[Your goal]: Rewrite the items from the beginning through the line containing "[461,0,1180,48]", swapping each "white" for "cream" and changing nothing else.

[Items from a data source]
==============================
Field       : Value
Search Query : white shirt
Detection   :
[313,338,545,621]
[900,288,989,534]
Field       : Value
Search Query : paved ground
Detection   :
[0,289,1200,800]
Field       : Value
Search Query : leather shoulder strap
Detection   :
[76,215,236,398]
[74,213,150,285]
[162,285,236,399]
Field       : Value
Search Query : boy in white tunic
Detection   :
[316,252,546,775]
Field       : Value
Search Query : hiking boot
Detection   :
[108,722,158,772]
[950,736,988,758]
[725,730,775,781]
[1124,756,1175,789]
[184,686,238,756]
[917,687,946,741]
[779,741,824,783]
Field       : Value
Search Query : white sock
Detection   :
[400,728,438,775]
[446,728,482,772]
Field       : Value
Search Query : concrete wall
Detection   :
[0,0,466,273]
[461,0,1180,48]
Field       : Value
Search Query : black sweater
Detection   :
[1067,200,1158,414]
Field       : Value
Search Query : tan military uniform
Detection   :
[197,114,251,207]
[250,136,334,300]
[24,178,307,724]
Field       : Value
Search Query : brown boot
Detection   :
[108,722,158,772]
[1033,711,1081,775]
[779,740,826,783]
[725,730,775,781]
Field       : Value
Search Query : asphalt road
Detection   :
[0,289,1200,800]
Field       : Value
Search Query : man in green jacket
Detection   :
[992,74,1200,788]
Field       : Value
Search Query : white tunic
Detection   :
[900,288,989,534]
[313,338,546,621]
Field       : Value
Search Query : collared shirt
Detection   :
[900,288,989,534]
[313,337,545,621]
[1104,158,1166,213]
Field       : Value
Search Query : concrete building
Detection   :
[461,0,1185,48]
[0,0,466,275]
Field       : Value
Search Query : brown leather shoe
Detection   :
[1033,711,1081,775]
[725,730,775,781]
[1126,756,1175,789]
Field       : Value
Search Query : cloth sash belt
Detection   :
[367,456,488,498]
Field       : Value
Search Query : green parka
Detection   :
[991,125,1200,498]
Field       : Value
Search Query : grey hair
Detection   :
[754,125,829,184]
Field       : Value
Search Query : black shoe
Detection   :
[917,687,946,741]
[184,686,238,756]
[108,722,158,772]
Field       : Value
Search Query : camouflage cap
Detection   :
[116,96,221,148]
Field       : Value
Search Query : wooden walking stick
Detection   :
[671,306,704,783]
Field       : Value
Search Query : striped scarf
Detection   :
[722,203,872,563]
==============================
[Written response]:
Field       : Value
Search Query : cream shirt
Detection   :
[313,338,545,621]
[900,288,989,534]
Field       : Value
Search Query : paved ground
Detection   :
[0,289,1200,800]
Field       : Value
Search Query : leather shoulder strap
Detection   :
[76,215,236,398]
[74,213,150,285]
[162,285,236,399]
Field       : Value
Search Query : boy in cream tunic
Detection   :
[316,252,546,775]
Field       : Value
Search Query : hiking boot
Detection   :
[108,722,158,772]
[950,736,988,758]
[725,730,775,781]
[1124,756,1175,789]
[184,686,238,756]
[917,687,946,741]
[779,741,824,783]
Field       : Value
Search Query : cream sock
Detection   :
[400,728,438,775]
[446,728,482,772]
Field       : Value
Search Query : concrete wall
Detection   :
[0,0,466,273]
[461,0,1180,48]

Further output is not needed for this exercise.